## SUPPLIED TEXT

= = = = = = =

From 49ad2fd76c97133fb396edc24ded7fe26093a578 Mon Sep 17 00:00:00 2001
From: Masami Hiramatsu <mhiramat@redhat.com>
Date: Tue, 6 Jan 2009 14:41:53 -0800
Subject: kprobes: remove called_from argument

Remove called_from argument from kprobes which had been used for
preventing self-refering of kernel module.  However, since we don't keep
module's refcount after registering kprobe any more, there is no reason to
check that.

This patch also simplifies registering/unregistering functions because we
don't need to use __builtin_return_address(0) which was passed to
called_from.

[ananth@in.ibm.com: build fix]
Signed-off-by: Masami Hiramatsu <mhiramat@redhat.com>
Acked-by: Ananth N Mavinakayanahalli <ananth@in.ibm.com>
Cc: Anil S Keshavamurthy <anil.s.keshavamurthy@intel.com>
Signed-off-by: Ananth N Mavinakayanahalli <ananth@in.ibm.com>
Signed-off-by: Andrew Morton <akpm@linux-foundation.org>
Signed-off-by: Linus Torvalds <torvalds@linux-foundation.org>
---
 kernel/kprobes.c | 72 +++++++++++---------------------------------------------
 1 file changed, 14 insertions(+), 58 deletions(-)

(limited to 'kernel')

diff --git a/kernel/kprobes.c b/kernel/kprobes.c
index cb732a9..ddefb9f 100644
--- a/kernel/kprobes.c
+++ b/kernel/kprobes.c
@@ -644,8 +644,7 @@ static kprobe_opcode_t __kprobes *kprobe_addr(struct kprobe *p)
 	return (kprobe_opcode_t *)(((char *)addr) + p->offset);
 }
 
-static int __kprobes __register_kprobe(struct kprobe *p,
-	unsigned long called_from)

= = = = = = =

## STORED DATA
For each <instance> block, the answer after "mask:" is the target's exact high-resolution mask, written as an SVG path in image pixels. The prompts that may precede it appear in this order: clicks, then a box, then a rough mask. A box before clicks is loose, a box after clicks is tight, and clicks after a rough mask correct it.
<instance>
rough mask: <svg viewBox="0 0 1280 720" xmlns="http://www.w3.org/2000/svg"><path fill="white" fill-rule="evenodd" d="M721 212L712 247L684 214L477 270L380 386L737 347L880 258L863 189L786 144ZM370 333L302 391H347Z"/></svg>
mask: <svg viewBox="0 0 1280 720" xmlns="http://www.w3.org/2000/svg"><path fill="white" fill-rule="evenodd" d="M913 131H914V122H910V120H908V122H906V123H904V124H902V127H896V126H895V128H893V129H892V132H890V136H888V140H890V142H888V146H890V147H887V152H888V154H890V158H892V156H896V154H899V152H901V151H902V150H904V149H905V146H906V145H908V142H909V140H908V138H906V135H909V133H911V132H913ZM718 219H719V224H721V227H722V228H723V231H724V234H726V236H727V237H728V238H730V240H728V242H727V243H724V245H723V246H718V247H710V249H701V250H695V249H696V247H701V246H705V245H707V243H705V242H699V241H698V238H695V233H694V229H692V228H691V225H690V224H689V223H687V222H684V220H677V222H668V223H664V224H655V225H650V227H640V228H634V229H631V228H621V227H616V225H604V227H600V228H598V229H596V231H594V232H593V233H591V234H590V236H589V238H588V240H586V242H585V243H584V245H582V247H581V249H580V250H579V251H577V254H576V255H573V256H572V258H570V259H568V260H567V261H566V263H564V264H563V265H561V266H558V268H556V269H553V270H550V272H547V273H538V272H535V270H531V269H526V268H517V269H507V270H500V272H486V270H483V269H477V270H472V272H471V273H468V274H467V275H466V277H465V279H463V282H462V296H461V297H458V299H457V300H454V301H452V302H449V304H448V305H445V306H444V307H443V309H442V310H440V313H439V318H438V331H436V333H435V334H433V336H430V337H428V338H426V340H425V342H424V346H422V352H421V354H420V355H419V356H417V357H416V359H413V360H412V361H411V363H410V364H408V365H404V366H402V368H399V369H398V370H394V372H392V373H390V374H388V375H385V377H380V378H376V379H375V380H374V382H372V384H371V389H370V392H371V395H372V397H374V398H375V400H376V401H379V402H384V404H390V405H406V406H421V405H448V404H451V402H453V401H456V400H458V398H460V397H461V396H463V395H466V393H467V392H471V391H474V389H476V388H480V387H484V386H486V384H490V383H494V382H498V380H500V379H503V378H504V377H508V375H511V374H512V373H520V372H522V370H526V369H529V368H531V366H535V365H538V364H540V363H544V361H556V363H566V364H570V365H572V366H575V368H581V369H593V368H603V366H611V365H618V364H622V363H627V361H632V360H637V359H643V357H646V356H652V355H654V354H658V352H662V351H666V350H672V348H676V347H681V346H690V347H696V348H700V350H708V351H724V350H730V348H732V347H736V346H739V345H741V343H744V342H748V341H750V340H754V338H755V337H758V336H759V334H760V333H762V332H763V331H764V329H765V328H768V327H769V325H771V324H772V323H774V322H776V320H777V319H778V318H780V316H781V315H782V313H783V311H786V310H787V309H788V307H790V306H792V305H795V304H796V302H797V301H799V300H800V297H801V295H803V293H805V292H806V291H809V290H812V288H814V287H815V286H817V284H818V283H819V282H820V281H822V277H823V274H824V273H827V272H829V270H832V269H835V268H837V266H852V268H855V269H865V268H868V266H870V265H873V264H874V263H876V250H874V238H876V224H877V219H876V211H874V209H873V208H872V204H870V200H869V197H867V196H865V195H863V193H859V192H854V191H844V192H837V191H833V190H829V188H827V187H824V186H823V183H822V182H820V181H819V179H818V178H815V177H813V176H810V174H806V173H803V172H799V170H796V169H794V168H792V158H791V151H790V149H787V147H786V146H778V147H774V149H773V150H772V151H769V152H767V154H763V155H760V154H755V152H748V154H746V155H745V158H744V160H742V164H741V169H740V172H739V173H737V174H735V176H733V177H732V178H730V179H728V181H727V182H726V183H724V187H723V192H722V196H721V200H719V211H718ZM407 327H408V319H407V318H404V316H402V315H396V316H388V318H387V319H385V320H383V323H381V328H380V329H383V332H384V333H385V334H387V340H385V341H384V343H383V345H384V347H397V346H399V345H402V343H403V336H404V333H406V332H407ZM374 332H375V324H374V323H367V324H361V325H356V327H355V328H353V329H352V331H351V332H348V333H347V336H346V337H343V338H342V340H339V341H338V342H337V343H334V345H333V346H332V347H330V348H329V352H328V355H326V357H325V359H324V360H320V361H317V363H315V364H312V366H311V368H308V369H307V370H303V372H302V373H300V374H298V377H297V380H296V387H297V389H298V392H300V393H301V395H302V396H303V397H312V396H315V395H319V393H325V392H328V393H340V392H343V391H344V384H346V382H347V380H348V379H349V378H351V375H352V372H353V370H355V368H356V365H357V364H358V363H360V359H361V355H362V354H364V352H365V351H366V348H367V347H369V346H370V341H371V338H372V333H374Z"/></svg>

= = = = = = =

## EXERCISE DETAILS
Copy the kprobes patch word for word, from "(limited to 'kernel')" up to and including "kprobe_opcode_t __kprobes *kprobe_addr(struct kprobe *p)". Nothing in the listing is needed for this.

## ANSWER FOR THE TASK
(limited to 'kernel')

diff --git a/kernel/kprobes.c b/kernel/kprobes.c
index cb732a9..ddefb9f 100644
--- a/kernel/kprobes.c
+++ b/kernel/kprobes.c
@@ -644,8 +644,7 @@ static kprobe_opcode_t __kprobes *kprobe_addr(struct kprobe *p)